____ Datos proporcionados
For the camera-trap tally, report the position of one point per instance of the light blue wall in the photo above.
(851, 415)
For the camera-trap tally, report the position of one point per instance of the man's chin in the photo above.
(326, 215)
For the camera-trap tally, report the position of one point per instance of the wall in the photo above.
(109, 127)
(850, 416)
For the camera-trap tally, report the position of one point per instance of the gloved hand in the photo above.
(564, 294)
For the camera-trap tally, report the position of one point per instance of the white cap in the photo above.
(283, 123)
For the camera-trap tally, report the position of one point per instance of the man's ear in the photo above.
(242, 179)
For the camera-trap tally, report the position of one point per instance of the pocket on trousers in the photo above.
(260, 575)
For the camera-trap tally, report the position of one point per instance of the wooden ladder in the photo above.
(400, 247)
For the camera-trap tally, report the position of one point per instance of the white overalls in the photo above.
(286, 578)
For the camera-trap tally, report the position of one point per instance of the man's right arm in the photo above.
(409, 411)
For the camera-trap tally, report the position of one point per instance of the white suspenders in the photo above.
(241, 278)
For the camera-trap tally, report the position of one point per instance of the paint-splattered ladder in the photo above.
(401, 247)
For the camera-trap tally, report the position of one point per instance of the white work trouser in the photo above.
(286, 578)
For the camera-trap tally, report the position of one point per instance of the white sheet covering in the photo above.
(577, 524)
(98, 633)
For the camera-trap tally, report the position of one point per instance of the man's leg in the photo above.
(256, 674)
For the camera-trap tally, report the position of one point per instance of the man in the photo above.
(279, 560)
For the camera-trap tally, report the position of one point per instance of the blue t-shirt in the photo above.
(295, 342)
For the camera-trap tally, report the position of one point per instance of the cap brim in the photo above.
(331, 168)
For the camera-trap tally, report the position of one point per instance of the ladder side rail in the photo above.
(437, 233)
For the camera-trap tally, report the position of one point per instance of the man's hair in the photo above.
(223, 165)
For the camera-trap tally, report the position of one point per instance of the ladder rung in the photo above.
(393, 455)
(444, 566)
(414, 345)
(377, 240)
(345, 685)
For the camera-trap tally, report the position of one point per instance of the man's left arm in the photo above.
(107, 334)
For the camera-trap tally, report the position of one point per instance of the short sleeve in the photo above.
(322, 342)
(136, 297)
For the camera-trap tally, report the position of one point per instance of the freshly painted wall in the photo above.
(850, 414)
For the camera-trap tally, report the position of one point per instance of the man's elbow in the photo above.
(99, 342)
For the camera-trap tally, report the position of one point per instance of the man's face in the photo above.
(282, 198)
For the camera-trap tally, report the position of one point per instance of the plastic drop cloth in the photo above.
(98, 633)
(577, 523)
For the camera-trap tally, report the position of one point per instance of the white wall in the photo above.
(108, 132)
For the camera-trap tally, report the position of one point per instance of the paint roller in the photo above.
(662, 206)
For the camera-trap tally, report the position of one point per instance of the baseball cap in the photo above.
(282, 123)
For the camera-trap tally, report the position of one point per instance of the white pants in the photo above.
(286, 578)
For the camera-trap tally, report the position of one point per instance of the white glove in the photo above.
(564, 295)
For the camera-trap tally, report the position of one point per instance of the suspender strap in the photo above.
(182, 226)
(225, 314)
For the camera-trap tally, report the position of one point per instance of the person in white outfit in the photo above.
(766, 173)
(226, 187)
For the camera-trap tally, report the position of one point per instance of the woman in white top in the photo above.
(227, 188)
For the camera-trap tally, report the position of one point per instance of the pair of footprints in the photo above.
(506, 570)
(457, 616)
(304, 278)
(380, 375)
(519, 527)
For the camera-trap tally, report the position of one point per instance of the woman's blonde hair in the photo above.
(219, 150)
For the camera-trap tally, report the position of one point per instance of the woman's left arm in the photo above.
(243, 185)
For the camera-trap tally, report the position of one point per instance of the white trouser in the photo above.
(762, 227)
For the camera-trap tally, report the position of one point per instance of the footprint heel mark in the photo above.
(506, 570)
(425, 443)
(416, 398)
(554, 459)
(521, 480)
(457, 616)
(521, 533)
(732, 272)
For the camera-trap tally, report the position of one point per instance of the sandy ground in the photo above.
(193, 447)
________
▶ Instrucciones y requisitos
Transforma todos los datos anteriores en una lista numerada, sin incluir las líneas en blanco.

▶ Resultado del ejercicio
1. For the camera-trap tally, report the position of one point per instance of the light blue wall in the photo above.
2. (851, 415)
3. For the camera-trap tally, report the position of one point per instance of the man's chin in the photo above.
4. (326, 215)
5. For the camera-trap tally, report the position of one point per instance of the wall in the photo above.
6. (109, 127)
7. (850, 416)
8. For the camera-trap tally, report the position of one point per instance of the gloved hand in the photo above.
9. (564, 294)
10. For the camera-trap tally, report the position of one point per instance of the white cap in the photo above.
11. (283, 123)
12. For the camera-trap tally, report the position of one point per instance of the man's ear in the photo above.
13. (242, 179)
14. For the camera-trap tally, report the position of one point per instance of the pocket on trousers in the photo above.
15. (260, 575)
16. For the camera-trap tally, report the position of one point per instance of the wooden ladder in the photo above.
17. (400, 247)
18. For the camera-trap tally, report the position of one point per instance of the white overalls in the photo above.
19. (286, 578)
20. For the camera-trap tally, report the position of one point per instance of the man's right arm in the photo above.
21. (409, 411)
22. For the camera-trap tally, report the position of one point per instance of the white suspenders in the photo above.
23. (241, 278)
24. For the camera-trap tally, report the position of one point per instance of the paint-splattered ladder in the photo above.
25. (401, 247)
26. For the camera-trap tally, report the position of one point per instance of the white work trouser in the photo above.
27. (286, 578)
28. For the camera-trap tally, report the position of one point per instance of the white sheet covering in the photo above.
29. (577, 524)
30. (98, 633)
31. For the camera-trap tally, report the position of one point per instance of the man's leg in the photo above.
32. (256, 674)
33. For the camera-trap tally, report the position of one point per instance of the man in the photo above.
34. (279, 560)
35. For the camera-trap tally, report the position of one point per instance of the blue t-shirt in the photo above.
36. (295, 342)
37. For the camera-trap tally, report the position of one point per instance of the cap brim in the photo above.
38. (331, 168)
39. For the camera-trap tally, report the position of one point per instance of the ladder side rail in the photo above.
40. (437, 233)
41. For the camera-trap tally, report the position of one point per instance of the man's hair in the photo above.
42. (223, 165)
43. For the camera-trap tally, report the position of one point per instance of the ladder rung in the photo above.
44. (393, 455)
45. (444, 566)
46. (414, 345)
47. (377, 240)
48. (345, 685)
49. For the camera-trap tally, report the position of one point per instance of the man's left arm in the photo above.
50. (107, 334)
51. For the camera-trap tally, report the position of one point per instance of the short sleeve in the photo above.
52. (322, 342)
53. (136, 297)
54. For the camera-trap tally, report the position of one point per instance of the freshly painted wall in the photo above.
55. (850, 414)
56. For the camera-trap tally, report the position of one point per instance of the man's elbow in the photo above.
57. (99, 342)
58. For the camera-trap tally, report the position of one point per instance of the man's face in the photo above.
59. (282, 198)
60. For the camera-trap tally, report the position of one point per instance of the plastic drop cloth in the photo above.
61. (98, 633)
62. (577, 523)
63. For the camera-trap tally, report the position of one point per instance of the white wall in the photo above.
64. (108, 132)
65. For the camera-trap tally, report the position of one point per instance of the paint roller in the photo above.
66. (662, 206)
67. For the camera-trap tally, report the position of one point per instance of the baseball cap in the photo above.
68. (282, 123)
69. For the camera-trap tally, report the position of one point per instance of the white pants in the photo above.
70. (286, 578)
71. For the camera-trap tally, report the position of one point per instance of the white glove in the photo above.
72. (564, 295)
73. For the camera-trap tally, report the position of one point per instance of the suspender strap in the photo above.
74. (182, 226)
75. (225, 314)
76. For the camera-trap tally, report the position of one point per instance of the person in white outfit in the photo above.
77. (766, 173)
78. (226, 187)
79. For the camera-trap tally, report the position of one point per instance of the woman in white top in the photo above.
80. (227, 188)
81. For the camera-trap tally, report the position of one point per instance of the pair of footprints in the photo above.
82. (506, 570)
83. (457, 616)
84. (304, 278)
85. (380, 375)
86. (519, 527)
87. For the camera-trap tally, report the position of one point per instance of the woman's blonde hair in the photo above.
88. (219, 150)
89. For the camera-trap tally, report the position of one point per instance of the woman's left arm in the photo above.
90. (243, 185)
91. For the camera-trap tally, report the position of one point per instance of the white trouser in the photo above.
92. (762, 227)
93. For the camera-trap tally, report the position of one point per instance of the footprint heel mark in the photo above.
94. (506, 570)
95. (425, 443)
96. (416, 398)
97. (554, 459)
98. (521, 480)
99. (457, 616)
100. (521, 533)
101. (732, 272)
102. For the camera-trap tally, report the position of one point per instance of the sandy ground in the photo above.
103. (193, 447)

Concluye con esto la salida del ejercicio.